**Provided text:**

Class groups may have been dropped but they never did require that a party has one of each, just that those groups were better and those class groups did help in expressing that there are alternatives to Rogues. Rogue never should have been a scouting god in 5E, Ranger is literally the tracking/hunting class that should have even Rogue beat in scouting but Rangers aren't the lock pickers or trap disarmers which is a part of why Ranger originally failed so spectacularly to begin with. Scouting is not always being separate from the party, it can be as much as just being 10 foot in front of the party, at which point you're still the person controlling things, doing the trap checks, looking around corners, etc.
Overall, Rogue won't get bad survey results, because the Rogue class itself is fine and people won't be complaining that Barbarian or Fighter are broken OP either with their features because they do not encroach on to Rogue anywhere near as much as you're over exaggerating them too, since they do cost vital resources.
my fault let me clarify;
I'm not saying I dont worry about numbers, I'm saying that was the instruction of WOTC. I personally think, numbers will effect feedback. So when people commented on rogue, it was mostly just how good the features seem. They also didnt know what many classes final form will be. But now, they said classes are close to complete. So you can have a better idea of where things stand, barring changes.
Assassin is ehhhh currently. at 17 it may become an assassin but under that, its a bit anemic. Everyone can use traps, but traps are mostly bad due to never scaling. Likewise poisons, unless the DM will allow rare powerful poisons, and poisons also have monster immunity to deal with.
like I said, i'm far from the only one with an issue. I didnt create this thread, I'm just more inclined to debate the issue. There are Bunch of unconnected people, and their reasoning and number are valid. If they make changes, it won't be based on the current surveys, because the current surveys have no question about rogue.
And I'm not approaching this from an 'encroachment' mindset. I don't think other classes are too good and need to be weakened. Most of the changes make sense and fit the fantasy. A barbarian, stalking their prey like wild animals makes a lot of sense. Fighters using tactics/learning to be better at skills makes sense. Rogue currently is almost fine, its damage is just undertuned relative to other classes. Or it could have some other new mechanic I haven't thought of that can make it lag less in combat
basically this is the type of thing number crunchers will notice first, reg players will notice it as they play campaigns. I tested the rogue thief, it was fun to try to use traps and object interactions, but reality was its damage was questionable.

**Work instructions:**
**a.** In the forum discussion about the Rogue class, why are traps said to be mostly bad?
**b.** Decide whether each statement agrees with the forum discussion about the Rogue class: (i) The current surveys include a question about the Rogue. (ii) One poster tested the rogue thief. (iii) The poster who finds Rogue damage undertuned wants other classes weakened.
**c.** Extend the forum discussion about the Rogue class, starting after its last sentence.

**Collected material:**
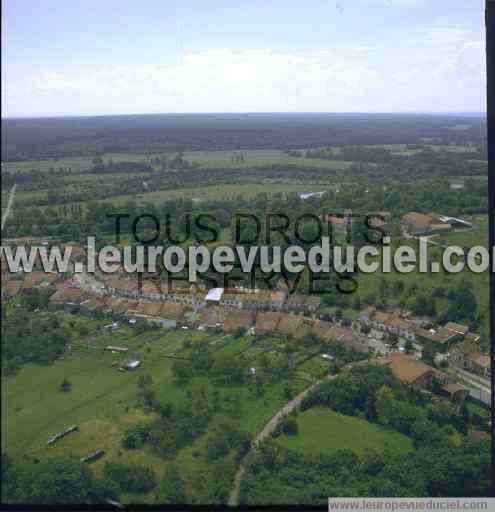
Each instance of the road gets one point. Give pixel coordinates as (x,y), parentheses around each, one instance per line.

**Replies:**
**a.** Because they never scale.

**b.**
(i) No: "the current surveys have no question about rogue."
(ii) Yes: "I tested the rogue thief"
(iii) No: "I don't think other classes are too good and need to be weakened."

**c.**
we showed some simplified calculations of t1 and t2 rogue, but the gap continues to be very large later on. I think I can make a build on any class that steps on rogue in damage.
the thing is, they can't patch this stuff later. This will always represent the baseline rogue experience, and, if bard still gets access to a decent spell list, it will be the lowest dps in a class by a noticeable margin. (unless they get off turn play off) I don't know if its a good idea for rogue to need to be half fighter, or a have a BM buddy to be on par.
and especially if they create better monsters, and more t3 and t4 monsters/content as they claimed they are planning via MM and DMG.
for barb I said advantage + proficiency is 5.5 at level 3. thats 2.0 from proficiency and 3.5 minimum roll from advantage. together thats 5.5 at this point rogue gets proficiency *2 with expertise which is 4.
this means rogue is literally better at stealth, perception, survival than rogue. The main point of exploration in a dungeon is finding and choosing the next group to ambush. They don't need to do this during short rests, they do it when the group is ready.
30 minutes to explore? how? I already told you 10 minutes is 100 turns in 5e. (each round is 6 seconds) Is the DM just making the barb waste time for no reason? you can move 30-60 feet a round. thats 3000ft, or 6000 if you are dashing. this dungeon is half a mile big? I don't think thats a dungeon. Especially to find the next 2 or 3 monster groups. You should definitely be able to find a group, tell your friends and ambush them in 10 minutes. the encounter itself usually lasts 30 seconds.
So... I take it you never play in dungeons with puzzles or traps then... that's rather unusual. Most dungeons I've played in (or run) the players spend more than 10 minutes IRL solving a puzzle or dealing with traps in between combats, and that's before we consider using ritual spells.
Your DM counts IRL time for rounds? Sheesh.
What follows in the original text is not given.